*THINGS TO DO:*
A – Copy the passage on cellular democracy from "4. Fiscal Implications" up to and including "the highest levels.", substituting "upper levels" for each "higher levels".
B – Pick up the passage on cellular democracy after its last sentence and keep writing it.

*PASSAGE:*
• • • •

Special interests can attempt to influence legislation at a higher level council. But the next lower level, i - 1, can monitor the level i council and recall representatives when the level i - 1 council members think they are no longer acting in the interest of the i - 1 districts. The secession option further strengthens the lower levels, since a wasteful or abusive level i could find itself with no lower-level members if they withdraw and regroup.

Cellular democracy would also facilitate the privatization of governance, where the local community can easily become a contractual association. New communities could then arise to cater to particular purposes (such as the retirement communities common today) and to various cultural preferences. This could be facilitated by bringing the secession option down to level zero, the individual household, wherever the physical structure of the community makes it feasible.

4. Fiscal Implications

With public revenues flowing from the lower to the higher levels, even if the amounts of revenues are set by the higher levels, there would likely be little demand top-down transfers of funds, or “revenue sharing.” This eliminates the ability of higher levels to impose conditions on the lower levels for obtaining revenue. The bottom-up flows of revenues complements the bottom-up voting to prevent the concentration of power at the highest levels.

The rules for electing and recalling representatives reinforce the decentralist incentives. The representatives at all council levels have been elected by all the lower levels, since the level h representative is elected from level h -1 representatives, and these are elected from those of level h - 2, and so on down to level 1. If level-1 recalls its representative that was elected all the way up to level h, he is also recalled from all the higher level councils. Each representative is thus accountable to all the lower levels which elected him, all the way down to level 1.

Roy Cordato (1994:379) has pointed out that Austrian economists have exerted “little effort” to analyze “the effects of different types of taxation on economic behavior.” A [168] comparative analysis of mass versus cellular democracy will show that the institutional change will lead to a change in the tax base. With most public revenue originating at the level-1 district, the base of the revenue will tend to fall on inelastic and immobile sources due to competition among communities. Industry and residents will flee, or not migrate to, neighborhoods with high taxes on incomes, sales, transactions, and goods unless many neighborhoods form a tax cartel. Even then, like with cartels of producers, those districts which don’t adhere to the rules can profit from reducing the tax burden, so any tax cartels will likely break down.

The main resource amenable to local taxation or revenue collection is land, which is both immobile and inelastic in supply. The collection of the site rents is also more efficient, not imposing an excess burden relative to elastic supplies such as labor, capital goods, and financial assets. The costs of raising revenue are also lower for land rent than for production and transactions, which have to be audited and involve complex rules.

Anthony de Jasay (1994:276) claims that for collective goods, marginal rates of substitution are not revealed by the market process, nor “do public goods have prices.” But the typical collective works and services provided by local government, such as streets, parks, security, recreation and schooling mostly impact those in the vicinity and are thus territorial. These increase the demand to be located in the territory, capitalizing and increasing the rentals and prices of sites. Hence, these public goods do have prices: the site rentals that residents are willing to pay to be located there, exclusive of the value of the buildings. In paying such rentals, residents do indeed reveal their marginal rates of substitution between sites and other goods.

Cordato (1994:380) also noted that Austrian theory could shed light on taxation’s effect on the time structure of production. Unlike the taxation of capital goods, a tax on land rent does not affect the time structure, since the rent is there regardless of who collects it. A tax on rent also does not skew the price and profit market signals that Austrian theory recognizes as vital. (See Tideman (1994) for an analysis of rent-based public finance.)

• • • •

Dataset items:
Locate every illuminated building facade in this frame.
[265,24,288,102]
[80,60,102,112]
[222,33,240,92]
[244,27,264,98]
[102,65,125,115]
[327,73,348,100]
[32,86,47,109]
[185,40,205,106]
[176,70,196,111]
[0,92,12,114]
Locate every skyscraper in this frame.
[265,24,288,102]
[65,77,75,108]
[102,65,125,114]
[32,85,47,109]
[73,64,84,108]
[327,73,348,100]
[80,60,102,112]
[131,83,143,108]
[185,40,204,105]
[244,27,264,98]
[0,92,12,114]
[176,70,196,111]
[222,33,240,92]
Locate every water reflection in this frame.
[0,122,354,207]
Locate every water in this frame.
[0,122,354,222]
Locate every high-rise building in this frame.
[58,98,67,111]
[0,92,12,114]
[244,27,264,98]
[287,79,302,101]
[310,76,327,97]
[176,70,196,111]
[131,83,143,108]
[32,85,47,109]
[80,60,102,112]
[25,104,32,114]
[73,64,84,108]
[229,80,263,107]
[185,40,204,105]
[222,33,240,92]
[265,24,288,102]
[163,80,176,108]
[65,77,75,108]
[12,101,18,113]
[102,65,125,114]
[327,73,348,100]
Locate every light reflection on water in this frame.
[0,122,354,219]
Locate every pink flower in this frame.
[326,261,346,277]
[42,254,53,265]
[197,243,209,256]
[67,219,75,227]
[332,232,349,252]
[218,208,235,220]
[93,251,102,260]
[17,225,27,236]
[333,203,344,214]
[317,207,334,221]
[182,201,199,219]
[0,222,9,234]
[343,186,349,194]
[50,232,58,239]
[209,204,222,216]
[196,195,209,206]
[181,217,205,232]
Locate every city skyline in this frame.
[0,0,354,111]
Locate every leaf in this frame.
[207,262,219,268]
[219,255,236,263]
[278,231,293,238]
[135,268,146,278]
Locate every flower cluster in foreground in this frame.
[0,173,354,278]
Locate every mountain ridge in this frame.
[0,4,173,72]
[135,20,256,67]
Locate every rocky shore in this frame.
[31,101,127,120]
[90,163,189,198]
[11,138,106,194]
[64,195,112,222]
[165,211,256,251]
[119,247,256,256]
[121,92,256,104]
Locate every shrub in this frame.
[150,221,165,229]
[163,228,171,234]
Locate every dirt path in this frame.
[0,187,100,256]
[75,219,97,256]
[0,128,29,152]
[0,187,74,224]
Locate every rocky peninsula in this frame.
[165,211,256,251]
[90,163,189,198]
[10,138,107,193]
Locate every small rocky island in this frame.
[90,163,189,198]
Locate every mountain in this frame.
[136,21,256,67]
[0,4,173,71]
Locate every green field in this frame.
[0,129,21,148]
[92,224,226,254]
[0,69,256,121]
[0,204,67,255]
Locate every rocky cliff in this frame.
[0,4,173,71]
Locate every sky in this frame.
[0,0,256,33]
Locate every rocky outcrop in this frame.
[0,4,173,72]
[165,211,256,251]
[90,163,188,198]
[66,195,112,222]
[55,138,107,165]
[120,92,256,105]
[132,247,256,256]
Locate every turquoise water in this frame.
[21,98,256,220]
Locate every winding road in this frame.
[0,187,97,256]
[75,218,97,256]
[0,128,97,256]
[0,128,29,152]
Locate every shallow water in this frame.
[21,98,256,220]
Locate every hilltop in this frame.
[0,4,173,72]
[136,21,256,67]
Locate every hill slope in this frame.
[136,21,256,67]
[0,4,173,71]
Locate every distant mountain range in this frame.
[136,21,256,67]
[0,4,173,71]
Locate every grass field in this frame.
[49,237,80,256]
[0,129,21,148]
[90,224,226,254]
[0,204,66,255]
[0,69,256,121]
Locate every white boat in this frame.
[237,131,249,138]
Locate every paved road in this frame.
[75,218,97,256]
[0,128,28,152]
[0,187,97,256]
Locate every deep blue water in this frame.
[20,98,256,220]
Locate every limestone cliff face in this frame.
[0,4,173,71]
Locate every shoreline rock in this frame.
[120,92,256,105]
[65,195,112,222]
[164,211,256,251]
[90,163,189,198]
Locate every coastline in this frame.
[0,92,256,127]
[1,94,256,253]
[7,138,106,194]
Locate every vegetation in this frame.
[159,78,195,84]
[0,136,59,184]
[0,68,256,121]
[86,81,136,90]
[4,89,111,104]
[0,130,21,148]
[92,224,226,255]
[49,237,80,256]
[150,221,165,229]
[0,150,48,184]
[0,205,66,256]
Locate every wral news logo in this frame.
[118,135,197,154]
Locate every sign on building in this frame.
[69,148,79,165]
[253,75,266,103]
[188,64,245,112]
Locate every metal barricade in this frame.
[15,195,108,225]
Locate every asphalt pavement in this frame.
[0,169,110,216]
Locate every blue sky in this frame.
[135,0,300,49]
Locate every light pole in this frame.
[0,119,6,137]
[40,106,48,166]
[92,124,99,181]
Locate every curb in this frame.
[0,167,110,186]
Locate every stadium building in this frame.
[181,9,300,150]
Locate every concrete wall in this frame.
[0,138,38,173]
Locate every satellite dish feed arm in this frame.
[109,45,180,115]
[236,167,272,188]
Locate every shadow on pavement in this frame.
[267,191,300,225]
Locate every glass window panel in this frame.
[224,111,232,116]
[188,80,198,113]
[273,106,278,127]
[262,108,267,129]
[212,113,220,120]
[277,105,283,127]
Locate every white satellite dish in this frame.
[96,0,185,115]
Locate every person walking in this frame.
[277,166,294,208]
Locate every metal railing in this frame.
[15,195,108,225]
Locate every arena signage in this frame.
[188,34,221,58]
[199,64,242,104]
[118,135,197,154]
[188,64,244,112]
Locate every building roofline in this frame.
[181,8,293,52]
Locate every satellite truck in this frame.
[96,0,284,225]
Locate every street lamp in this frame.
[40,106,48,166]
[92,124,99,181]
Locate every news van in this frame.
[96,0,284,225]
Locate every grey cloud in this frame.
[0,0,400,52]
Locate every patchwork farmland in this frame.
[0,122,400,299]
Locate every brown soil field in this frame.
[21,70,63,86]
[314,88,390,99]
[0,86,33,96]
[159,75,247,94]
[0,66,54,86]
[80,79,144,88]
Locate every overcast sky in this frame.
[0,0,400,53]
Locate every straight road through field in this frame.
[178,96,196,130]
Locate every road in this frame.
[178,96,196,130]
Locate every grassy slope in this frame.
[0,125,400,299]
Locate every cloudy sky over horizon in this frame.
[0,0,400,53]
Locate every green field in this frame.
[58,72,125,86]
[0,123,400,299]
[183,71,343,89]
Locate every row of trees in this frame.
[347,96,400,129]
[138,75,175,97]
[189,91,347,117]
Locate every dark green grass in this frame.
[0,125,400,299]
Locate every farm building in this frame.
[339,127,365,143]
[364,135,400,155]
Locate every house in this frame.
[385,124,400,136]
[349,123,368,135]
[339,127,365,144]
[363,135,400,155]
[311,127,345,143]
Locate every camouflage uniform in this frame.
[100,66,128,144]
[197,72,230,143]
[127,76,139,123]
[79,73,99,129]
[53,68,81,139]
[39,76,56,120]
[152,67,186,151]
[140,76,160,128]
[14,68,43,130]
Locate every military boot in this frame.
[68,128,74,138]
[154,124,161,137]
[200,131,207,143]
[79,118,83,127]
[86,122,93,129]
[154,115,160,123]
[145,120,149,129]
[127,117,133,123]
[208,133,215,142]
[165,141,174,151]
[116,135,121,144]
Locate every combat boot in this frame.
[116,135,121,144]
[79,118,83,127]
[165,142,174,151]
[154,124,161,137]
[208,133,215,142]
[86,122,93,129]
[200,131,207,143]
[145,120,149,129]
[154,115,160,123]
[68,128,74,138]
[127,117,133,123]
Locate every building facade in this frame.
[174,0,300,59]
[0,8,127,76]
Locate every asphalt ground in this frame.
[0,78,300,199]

• • • •

*ANSWERS TO EACH TASK:*
A –
4. Fiscal Implications

With public revenues flowing from the lower to the upper levels, even if the amounts of revenues are set by the upper levels, there would likely be little demand top-down transfers of funds, or “revenue sharing.” This eliminates the ability of upper levels to impose conditions on the lower levels for obtaining revenue. The bottom-up flows of revenues complements the bottom-up voting to prevent the concentration of power at the highest levels.

B –
Indeed, privately owned communities do not normally use transaction fees or charges based on personal income, but in effect are based on rental fees and assessments (Foldvary 1994). Hotels, marinas, mobile home parks, industrial parks, condominiums, resorts, and residential associations typically have one assessment based on the value of the real estate if not the site. Even where shares of gross revenues are used, it is not clear whether, in the absence of income and sales tax forms providing the data, shopping center owners would still collect a percentage of the revenue rather than have a fixed rental for some time interval.

With each local neighborhood free to determine its own method of raising public revenues, a variety of methods could arise, but the tendency would be to avoid taxes that inhibit enterprise, residency, and investment, unlike centralized taxation where the cost of exit, leaving the country, can be rather high.

5. Austrian Economics and Cellular Democracy

The epistemics emphasized in Austrian theory are the decentralized nature of knowledge, based on particular times and places, and the uncertainty of the knowledge, especially of [169] the future. Decentralized governance brings decision-making to the lowest feasible and effective levels.

With the decentralization induced by cellular governance, governance would tend to be located where the knowledge is. The uncertainty leading to unintended consequences inherent in policy outcomes becomes less damaging as the scope of the policy is reduced. When government becomes decentralized, negative outcomes become localized. Learning from errors is also enhanced as the various localities attempt different policies and learn from the outcomes of others.

Decentralized policy also facilitates the expression of local and individual values. The subjective nature of values makes centralized policy an imposition on those with different peaceful values. The privatization of local communities into civic associations would further facilitate the ability of people to live in accordance with their values. Some communities, for example, could be based on a religious practice, something that would otherwise violate civil liberties if adopted on a global scale.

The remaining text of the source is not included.